Task to carry out: Copy every one of the entries below word for word, changing nothing.

Data to use:
====================

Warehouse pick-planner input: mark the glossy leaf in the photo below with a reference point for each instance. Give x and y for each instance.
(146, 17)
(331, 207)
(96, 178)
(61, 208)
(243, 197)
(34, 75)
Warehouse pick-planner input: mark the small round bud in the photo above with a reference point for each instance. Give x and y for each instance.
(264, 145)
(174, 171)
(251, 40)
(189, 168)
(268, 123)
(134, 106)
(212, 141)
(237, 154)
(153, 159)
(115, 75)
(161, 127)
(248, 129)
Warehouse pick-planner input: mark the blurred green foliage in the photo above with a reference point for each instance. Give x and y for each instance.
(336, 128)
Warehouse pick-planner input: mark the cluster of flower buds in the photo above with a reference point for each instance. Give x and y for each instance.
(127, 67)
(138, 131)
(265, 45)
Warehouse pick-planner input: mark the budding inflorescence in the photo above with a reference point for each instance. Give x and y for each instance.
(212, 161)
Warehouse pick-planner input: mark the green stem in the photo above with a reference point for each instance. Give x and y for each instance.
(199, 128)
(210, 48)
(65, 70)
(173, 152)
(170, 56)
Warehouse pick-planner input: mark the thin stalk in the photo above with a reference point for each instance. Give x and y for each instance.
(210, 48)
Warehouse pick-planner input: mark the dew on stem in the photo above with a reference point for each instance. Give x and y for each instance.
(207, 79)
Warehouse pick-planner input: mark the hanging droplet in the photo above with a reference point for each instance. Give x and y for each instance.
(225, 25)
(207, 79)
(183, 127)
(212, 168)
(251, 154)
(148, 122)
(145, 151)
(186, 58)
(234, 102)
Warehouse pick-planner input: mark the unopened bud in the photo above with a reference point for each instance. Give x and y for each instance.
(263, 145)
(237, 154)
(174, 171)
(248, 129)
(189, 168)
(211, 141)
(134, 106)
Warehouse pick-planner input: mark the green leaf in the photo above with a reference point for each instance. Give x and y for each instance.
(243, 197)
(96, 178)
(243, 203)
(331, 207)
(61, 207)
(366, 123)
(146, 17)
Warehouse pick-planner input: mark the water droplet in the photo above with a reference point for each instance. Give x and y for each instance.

====================

Complete response:
Warehouse pick-planner input: mark the glossy leaf in the photo below with a reference point for each instance. Give x and y for each instance.
(146, 17)
(331, 207)
(96, 178)
(61, 208)
(243, 197)
(34, 75)
Warehouse pick-planner input: mark the small round bud in the photo above with a reference point for each instance. Give x and y for each instance.
(264, 145)
(174, 171)
(251, 40)
(189, 168)
(268, 123)
(134, 106)
(212, 141)
(237, 154)
(153, 159)
(115, 75)
(161, 127)
(248, 129)
Warehouse pick-planner input: mark the blurred green foliage in the photo above with a reference point for each instance. Give x and y for each instance.
(336, 128)
Warehouse pick-planner input: mark the cluster of flower buds in the photo above with a reference point for each instance. Give x and y for each instance.
(127, 67)
(138, 131)
(265, 45)
Warehouse pick-planner input: mark the budding inflorescence in the photo above with a reference point for each instance. Give x and y for each instance.
(212, 161)
Warehouse pick-planner input: mark the green stem in the photo above with a reference point for each instance. Give x and y for each instance.
(199, 128)
(210, 48)
(65, 70)
(173, 152)
(170, 56)
Warehouse pick-planner input: mark the thin stalk in the photo above with a reference point for each instance. Give x and y for each instance.
(210, 48)
Warehouse pick-planner input: mark the dew on stem in the photo above with a reference point for each instance. Give x and y for each instance.
(207, 79)
Warehouse pick-planner input: mark the hanging droplet in the photo above with a reference point for each instance. Give x and y for each instance.
(225, 25)
(207, 79)
(183, 127)
(212, 168)
(251, 154)
(148, 122)
(145, 151)
(186, 58)
(234, 102)
Warehouse pick-planner input: mark the unopened bud in the photo above with a reference point for each instance. Give x and y for each instance.
(263, 145)
(237, 154)
(174, 171)
(248, 129)
(189, 168)
(211, 141)
(134, 106)
Warehouse pick-planner input: mark the green leaf in the photo above with a reference point for each instance. Give x and y for each instance.
(243, 197)
(96, 178)
(243, 203)
(331, 207)
(61, 207)
(366, 123)
(146, 17)
Warehouse pick-planner input: mark the water droplet in the photo above with a reference point for each instance. Give x and y for each instance.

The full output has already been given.